Begin

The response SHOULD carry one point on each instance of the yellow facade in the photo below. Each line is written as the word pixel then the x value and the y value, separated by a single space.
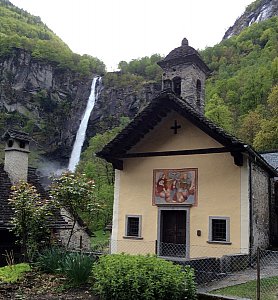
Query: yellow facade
pixel 222 191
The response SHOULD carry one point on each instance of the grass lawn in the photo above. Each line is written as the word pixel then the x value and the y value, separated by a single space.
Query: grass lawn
pixel 269 289
pixel 13 273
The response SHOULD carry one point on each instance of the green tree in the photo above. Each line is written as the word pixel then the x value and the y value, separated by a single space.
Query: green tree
pixel 30 218
pixel 76 193
pixel 218 112
pixel 267 137
pixel 251 125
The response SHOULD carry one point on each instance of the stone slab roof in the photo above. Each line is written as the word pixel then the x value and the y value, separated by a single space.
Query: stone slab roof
pixel 155 111
pixel 16 134
pixel 184 54
pixel 271 158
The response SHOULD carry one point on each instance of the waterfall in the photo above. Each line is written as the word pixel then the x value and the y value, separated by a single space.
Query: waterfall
pixel 80 136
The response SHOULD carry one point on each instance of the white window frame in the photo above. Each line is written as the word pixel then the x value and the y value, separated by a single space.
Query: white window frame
pixel 227 219
pixel 139 236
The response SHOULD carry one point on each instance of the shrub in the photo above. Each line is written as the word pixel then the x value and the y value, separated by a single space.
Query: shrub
pixel 51 260
pixel 191 289
pixel 123 276
pixel 77 267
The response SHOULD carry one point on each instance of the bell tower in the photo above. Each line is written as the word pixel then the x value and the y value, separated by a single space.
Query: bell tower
pixel 16 155
pixel 185 74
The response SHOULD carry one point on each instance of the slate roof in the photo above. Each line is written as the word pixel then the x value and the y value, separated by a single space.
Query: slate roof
pixel 16 134
pixel 271 158
pixel 5 209
pixel 184 54
pixel 157 109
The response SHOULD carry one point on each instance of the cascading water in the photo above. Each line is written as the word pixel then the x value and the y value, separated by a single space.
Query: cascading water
pixel 80 136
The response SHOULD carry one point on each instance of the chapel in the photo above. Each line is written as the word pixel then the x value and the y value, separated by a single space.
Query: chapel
pixel 184 188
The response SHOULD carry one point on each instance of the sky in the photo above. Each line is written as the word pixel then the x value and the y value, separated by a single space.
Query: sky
pixel 116 30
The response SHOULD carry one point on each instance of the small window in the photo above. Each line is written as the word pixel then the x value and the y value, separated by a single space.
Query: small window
pixel 22 144
pixel 219 229
pixel 177 85
pixel 198 91
pixel 10 143
pixel 133 226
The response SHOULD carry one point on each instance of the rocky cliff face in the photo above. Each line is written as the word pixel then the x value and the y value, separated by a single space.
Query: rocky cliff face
pixel 258 11
pixel 48 102
pixel 115 102
pixel 43 99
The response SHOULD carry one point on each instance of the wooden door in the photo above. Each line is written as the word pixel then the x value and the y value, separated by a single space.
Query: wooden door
pixel 173 232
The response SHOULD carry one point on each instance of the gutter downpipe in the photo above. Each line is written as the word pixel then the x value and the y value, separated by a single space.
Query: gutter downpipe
pixel 250 208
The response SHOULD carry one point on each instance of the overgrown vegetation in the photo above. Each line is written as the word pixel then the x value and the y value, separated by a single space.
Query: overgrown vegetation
pixel 13 273
pixel 76 193
pixel 30 218
pixel 248 290
pixel 123 276
pixel 20 29
pixel 76 267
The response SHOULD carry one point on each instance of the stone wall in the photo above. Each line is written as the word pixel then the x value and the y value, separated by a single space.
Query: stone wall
pixel 189 75
pixel 260 206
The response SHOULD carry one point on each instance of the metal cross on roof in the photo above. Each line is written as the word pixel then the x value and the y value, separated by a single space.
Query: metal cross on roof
pixel 175 127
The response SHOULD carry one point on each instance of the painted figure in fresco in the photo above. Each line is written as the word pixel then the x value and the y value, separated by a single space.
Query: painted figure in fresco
pixel 174 190
pixel 186 186
pixel 162 188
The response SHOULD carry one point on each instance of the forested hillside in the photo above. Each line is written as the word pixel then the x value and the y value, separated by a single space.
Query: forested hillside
pixel 20 29
pixel 242 93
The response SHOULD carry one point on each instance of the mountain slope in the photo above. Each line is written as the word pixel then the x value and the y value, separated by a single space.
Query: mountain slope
pixel 257 11
pixel 20 29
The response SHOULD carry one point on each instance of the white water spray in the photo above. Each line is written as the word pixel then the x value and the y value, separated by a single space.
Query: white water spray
pixel 81 133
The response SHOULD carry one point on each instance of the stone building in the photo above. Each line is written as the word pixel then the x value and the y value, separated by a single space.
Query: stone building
pixel 183 186
pixel 16 168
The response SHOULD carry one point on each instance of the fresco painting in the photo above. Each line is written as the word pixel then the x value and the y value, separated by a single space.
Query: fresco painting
pixel 175 186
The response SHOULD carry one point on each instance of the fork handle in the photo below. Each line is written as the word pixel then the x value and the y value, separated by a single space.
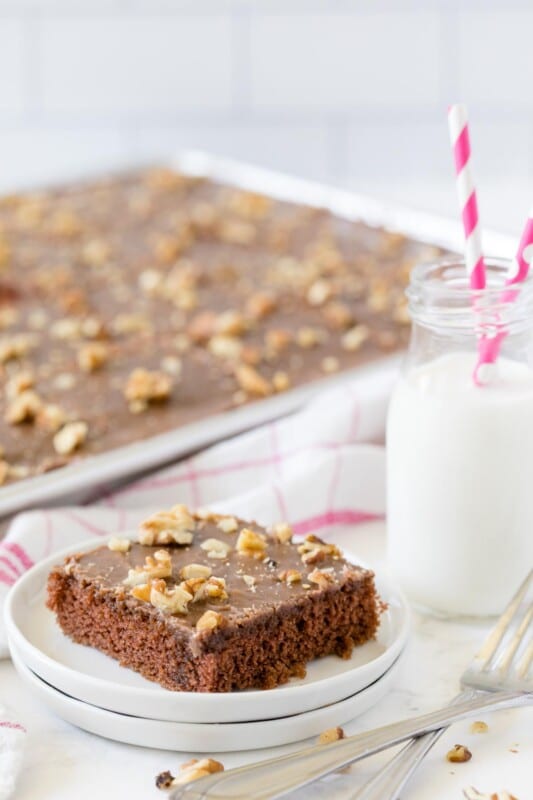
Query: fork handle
pixel 391 779
pixel 276 777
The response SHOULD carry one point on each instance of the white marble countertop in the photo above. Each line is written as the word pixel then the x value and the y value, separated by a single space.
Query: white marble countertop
pixel 63 762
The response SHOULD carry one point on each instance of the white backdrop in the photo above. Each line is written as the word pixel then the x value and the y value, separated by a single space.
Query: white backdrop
pixel 352 91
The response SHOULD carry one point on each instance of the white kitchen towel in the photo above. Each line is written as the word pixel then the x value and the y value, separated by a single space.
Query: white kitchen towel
pixel 12 738
pixel 322 469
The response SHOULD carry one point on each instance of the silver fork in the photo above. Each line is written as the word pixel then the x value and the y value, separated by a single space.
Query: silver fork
pixel 276 777
pixel 502 663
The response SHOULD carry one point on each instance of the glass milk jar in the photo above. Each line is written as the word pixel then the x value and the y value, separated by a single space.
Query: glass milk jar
pixel 460 455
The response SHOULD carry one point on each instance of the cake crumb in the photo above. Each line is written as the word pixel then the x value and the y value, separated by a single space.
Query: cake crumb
pixel 190 771
pixel 459 754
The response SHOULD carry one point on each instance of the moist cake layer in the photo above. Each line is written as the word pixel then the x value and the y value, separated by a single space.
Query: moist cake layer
pixel 254 618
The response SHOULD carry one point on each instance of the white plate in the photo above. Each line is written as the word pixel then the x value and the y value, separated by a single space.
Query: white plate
pixel 221 738
pixel 93 677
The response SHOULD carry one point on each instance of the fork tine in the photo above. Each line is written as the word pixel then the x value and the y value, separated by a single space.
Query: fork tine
pixel 525 661
pixel 494 639
pixel 515 642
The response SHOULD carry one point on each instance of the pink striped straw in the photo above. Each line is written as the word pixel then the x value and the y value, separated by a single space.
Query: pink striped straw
pixel 489 348
pixel 524 255
pixel 458 125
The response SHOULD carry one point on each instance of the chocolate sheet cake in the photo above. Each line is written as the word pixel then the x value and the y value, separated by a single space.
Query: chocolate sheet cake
pixel 213 604
pixel 135 304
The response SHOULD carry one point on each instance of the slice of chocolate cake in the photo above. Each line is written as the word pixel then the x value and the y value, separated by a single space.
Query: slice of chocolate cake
pixel 210 603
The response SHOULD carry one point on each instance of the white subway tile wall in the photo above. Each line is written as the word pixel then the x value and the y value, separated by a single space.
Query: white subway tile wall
pixel 347 91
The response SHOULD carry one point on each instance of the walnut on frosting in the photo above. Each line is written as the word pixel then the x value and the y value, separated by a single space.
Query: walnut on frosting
pixel 168 527
pixel 209 621
pixel 157 566
pixel 145 386
pixel 173 600
pixel 282 532
pixel 70 437
pixel 313 550
pixel 251 543
pixel 323 578
pixel 216 548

End

EXERCISE GOAL: Rewrite all of the items above with every "photo" replaced by "image", keeping everything else the same and leaving out the pictures.

OUTPUT OF THE TASK:
The response SHOULD carry one point on each instance of the yellow facade in the image below. Each line is written as the word pixel then the x value and the y value, separated by a single space.
Query: yellow facade
pixel 222 191
The response SHOULD carry one point on each instance of the grass lawn in the image above. Each line is written as the word pixel then the x value and the y value, separated by a single space.
Query: grass lawn
pixel 269 289
pixel 13 273
The response SHOULD carry one point on each instance of the green tree in the image above. Each line is written as the word pixel then the x value and the y value, separated by a single space.
Query: green tree
pixel 30 218
pixel 76 193
pixel 218 112
pixel 267 137
pixel 251 125
The response SHOULD carry one point on each instance of the stone slab roof in the image above. Each line is written as the word pixel then the x value and the y value, separated by a single space.
Query: stone slab roof
pixel 155 111
pixel 16 134
pixel 184 54
pixel 271 158
The response SHOULD carry one point on each instance of the waterfall in the image above. Each line is written as the word pixel then the x value and the y value, separated by a single space.
Query: waterfall
pixel 80 136
The response SHOULD carry one point on each instance of the white window frame in the image above. Each line is written as the word pixel then the x value and the y value, separated by a single space.
Query: white window frame
pixel 227 219
pixel 139 236
The response SHOULD carry one point on each instance of the shrub in the image above. Each line is written as the word pixel then the x value and the y value, separated by a single space.
Query: shrub
pixel 51 260
pixel 191 289
pixel 123 276
pixel 77 267
The response SHOULD carry one point on each instance of the bell tower in the image above. Each line is written as the word pixel then the x value and the y value, separated by a single space.
Query: bell tower
pixel 16 155
pixel 185 74
The response SHOULD carry one point on each instance of the slate roof in the image above. Each line is written as the word pixel then the x value and the y value, separated by a single space.
Query: slate roof
pixel 16 134
pixel 271 158
pixel 5 209
pixel 184 54
pixel 157 109
The response SHOULD carry one point on each instance of the cascading water in the image above. Each line is written as the word pixel then the x value and the y value, separated by a single space.
Query: cascading water
pixel 80 136
The response SHOULD carry one point on each instance of the chapel in the image above. Each line is written as the word pixel then the x value and the y value, separated by a single space.
Query: chapel
pixel 184 188
The response SHOULD carry one point on each instance of the sky in the image above. Each line is written as the word pixel then the x value and the y value, separated by a single space.
Query: sky
pixel 116 30
The response SHOULD carry one point on each instance of the small window in the image above. Each line is written as the word pixel then the x value and the y value, separated by a single space.
Query: small window
pixel 22 144
pixel 219 229
pixel 177 85
pixel 198 91
pixel 10 143
pixel 133 226
The response SHOULD carry one point on each instance of the rocky cliff face in the image above. Each line is written as the word pixel then the x value and the y value, separated by a single space.
Query: rocky cliff face
pixel 258 11
pixel 48 102
pixel 115 102
pixel 43 99
The response SHOULD carry one point on each instance of the wooden door in the image above. Each line is written as the word pixel then the x value and the y value, separated by a single space.
Query: wooden door
pixel 173 232
The response SHOULD carry one point on each instance of the gutter downpipe in the image above. Each line is written as the word pixel then the x value and the y value, separated by a single space.
Query: gutter downpipe
pixel 250 208
The response SHOULD carry one point on each instance of the overgrown vegetation in the image above. Each line is written as the word pixel then the x value and the y value, separated by a single space.
Query: overgrown vegetation
pixel 13 273
pixel 76 193
pixel 30 218
pixel 248 290
pixel 123 276
pixel 20 29
pixel 76 267
The response SHOULD carry one point on each instance of the stone wall in the image above. Each line is written as the word pixel then the x value and the y value, separated by a single space.
Query: stone wall
pixel 189 75
pixel 260 206
The response SHOULD carry one point on each instance of the metal cross on roof in the image above. Each line is written as the word pixel then the x value and the y value, separated by a single space.
Query: metal cross on roof
pixel 175 127
The response SHOULD carry one point on each instance of the painted figure in fresco in the image above. Each line is written as the word pixel then the x value and the y value, separated by a single space.
Query: painted figure in fresco
pixel 174 190
pixel 186 186
pixel 162 188
The response SHOULD carry one point on each instance of the forested hillside in the image above. Each line is written as the word pixel then the x value and the y value, separated by a single space.
Query: forested hillside
pixel 20 29
pixel 242 93
The response SHOULD carry one point on each instance of the mountain slope in the image above. Each line is written as the word pixel then the x value and the y value, separated by a single space.
Query: mountain slope
pixel 257 11
pixel 20 29
The response SHOULD carry one point on each instance of the white water spray in the image above. Each line is written as the word pixel then the x value and the y value, separated by a single space.
Query: white water spray
pixel 81 133
The response SHOULD carry one point on each instance of the stone building in the image above. Each line is written as the word pixel then the x value and the y value, separated by a single space.
Query: stone building
pixel 183 186
pixel 16 168
The response SHOULD carry one point on each instance of the fresco painting in the image above. Each line is written as the word pixel then the x value and the y value, separated by a single space.
Query: fresco painting
pixel 175 186
The response SHOULD carry one point on each instance of the fork handle in the image below. Each line is written as the word pixel then the x value and the y value, separated by a single space.
Query: fork handle
pixel 391 779
pixel 276 777
The response SHOULD carry one point on each instance of the white marble countertop in the image above. Each line is written as the word pixel then the x value and the y value, separated by a single space.
Query: white marble countertop
pixel 63 762
The response SHOULD carry one point on each instance of the white backdrop in the image above. Each line is written as the word pixel then the x value and the y value, separated by a single space.
Query: white backdrop
pixel 352 91
The response SHOULD carry one point on each instance of the white kitchen towel in the image above. Each line is written as the word pixel then the x value and the y value, separated by a single space.
Query: white kitchen towel
pixel 12 738
pixel 322 469
The response SHOULD carry one point on each instance of the silver fork in the image above. Each line is written as the word pixel then the x value and the y value, separated by a single space.
Query: silver fork
pixel 276 777
pixel 502 663
The response SHOULD carry one point on each instance of the glass milk jar in the image above. Each line is written as the word pixel then the x value and the y value, separated by a single space.
Query: glass milk jar
pixel 460 455
The response SHOULD carry one point on each instance of the cake crumb in the image above. Each line is written as the word pixel then the x value and the y value, separated by a single space.
Query: cake crumb
pixel 190 771
pixel 459 754
The response SHOULD carry one point on each instance of the moist cake layer in the image above. Each line is written as the word pixel then the x value and the y value, separated by a single space.
Query: moist cake layer
pixel 254 618
The response SHOULD carry one point on each instance of the white plate in the image above. Each line is written as the word pixel then the x value and the y value, separated by a single space.
Query: white plate
pixel 221 738
pixel 93 677
The response SHOULD carry one point on each instance of the fork tine in the image above. Each line is written as the word pixel then the x value and the y value, separated by a single space.
Query: fork tine
pixel 525 661
pixel 494 639
pixel 515 642
The response SHOULD carry one point on each instance of the pink striped straw in the image above. Each line is written as the word pixel then the x value and the y value, separated by a single space.
Query: pink striped straw
pixel 489 348
pixel 524 255
pixel 458 125
The response SHOULD carry one point on each instance of the chocolate sheet cake in the image above. Each line is written as the word pixel then the x value and the y value, separated by a single space.
Query: chocolate sheet cake
pixel 213 604
pixel 135 304
The response SHOULD carry one point on each instance of the slice of chocolate cake in the image above. Each line is written as the word pixel then the x value and the y value, separated by a single space.
Query: slice of chocolate cake
pixel 210 603
The response SHOULD carry one point on each instance of the white subway tile wall in the image above. Each line is written as the word pixel then the x value and the y value, separated by a single space.
Query: white subway tile wall
pixel 347 91
The response SHOULD carry one point on each instance of the walnut on frosting in the image above. Each line is written as the word pixel then the x value and the y value, separated by a single space.
Query: walnut on frosting
pixel 168 527
pixel 209 621
pixel 157 566
pixel 145 386
pixel 173 600
pixel 282 532
pixel 70 437
pixel 313 550
pixel 251 543
pixel 323 578
pixel 216 548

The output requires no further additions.